■ Directive: Render every line of the entries below as a numbered list, skipping blank lines. Leave the pictures out.
....................
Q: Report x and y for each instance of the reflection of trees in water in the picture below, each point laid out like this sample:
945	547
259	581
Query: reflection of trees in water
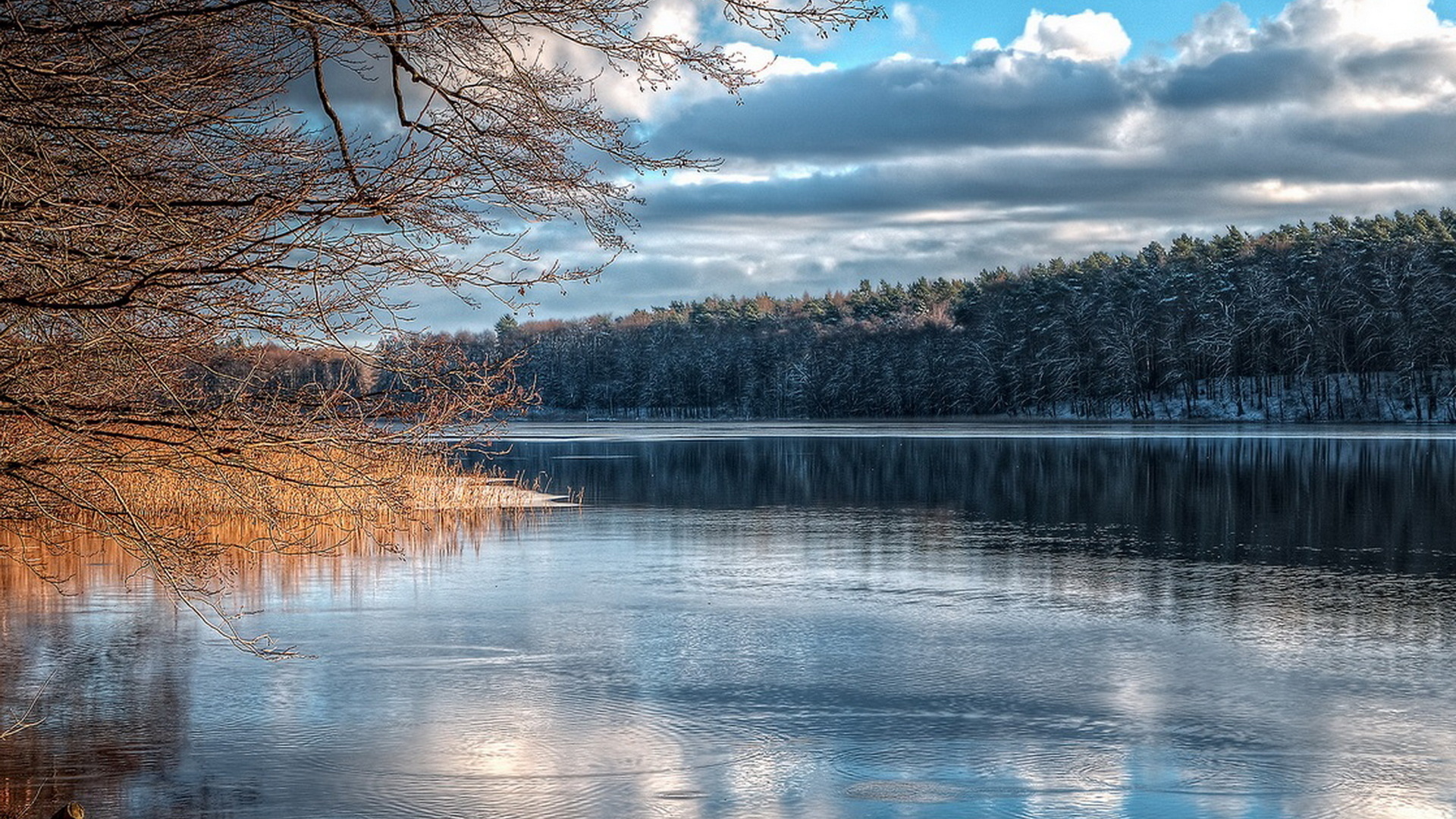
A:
1331	502
114	689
....................
■ Reply:
1. Q: Report x and y for each instance of the reflection of trees in water in the picture below, each point laid out like this sample:
2. 945	547
3. 259	581
4. Query: reflection of trees in water
5. A:
6. 1331	502
7. 114	689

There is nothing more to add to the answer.